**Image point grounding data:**
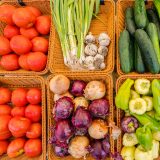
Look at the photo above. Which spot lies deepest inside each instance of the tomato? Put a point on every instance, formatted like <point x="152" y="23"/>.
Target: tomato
<point x="10" y="31"/>
<point x="33" y="112"/>
<point x="4" y="46"/>
<point x="9" y="62"/>
<point x="40" y="44"/>
<point x="34" y="96"/>
<point x="4" y="130"/>
<point x="33" y="147"/>
<point x="43" y="24"/>
<point x="29" y="32"/>
<point x="23" y="17"/>
<point x="23" y="62"/>
<point x="5" y="95"/>
<point x="34" y="10"/>
<point x="3" y="147"/>
<point x="37" y="61"/>
<point x="20" y="44"/>
<point x="19" y="126"/>
<point x="6" y="12"/>
<point x="19" y="97"/>
<point x="18" y="111"/>
<point x="5" y="109"/>
<point x="16" y="147"/>
<point x="35" y="131"/>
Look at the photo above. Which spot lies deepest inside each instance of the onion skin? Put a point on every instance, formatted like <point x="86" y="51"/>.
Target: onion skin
<point x="63" y="108"/>
<point x="77" y="88"/>
<point x="99" y="107"/>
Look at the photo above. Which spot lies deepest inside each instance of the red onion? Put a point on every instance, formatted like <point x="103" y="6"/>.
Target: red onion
<point x="81" y="120"/>
<point x="78" y="87"/>
<point x="63" y="108"/>
<point x="99" y="108"/>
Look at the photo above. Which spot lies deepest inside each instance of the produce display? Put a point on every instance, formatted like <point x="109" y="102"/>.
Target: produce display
<point x="139" y="48"/>
<point x="24" y="43"/>
<point x="81" y="50"/>
<point x="80" y="111"/>
<point x="20" y="122"/>
<point x="139" y="99"/>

**Directions for this task:** An exact copy of the lines from the one containing "the red onion?" through the end of the data above is the whole answer.

**Result of the exercise:**
Look at the photo above. Which spot lies deepest inside each instance of the red onion? Put a point on every instance, formatted like <point x="103" y="6"/>.
Target: red onion
<point x="81" y="120"/>
<point x="78" y="87"/>
<point x="63" y="108"/>
<point x="99" y="108"/>
Look at the photo above. Which spot lies deepest inside each instance of the produce display? Put a point on every instance, formatted like <point x="109" y="102"/>.
Target: produce display
<point x="139" y="48"/>
<point x="24" y="43"/>
<point x="81" y="50"/>
<point x="80" y="111"/>
<point x="20" y="122"/>
<point x="139" y="99"/>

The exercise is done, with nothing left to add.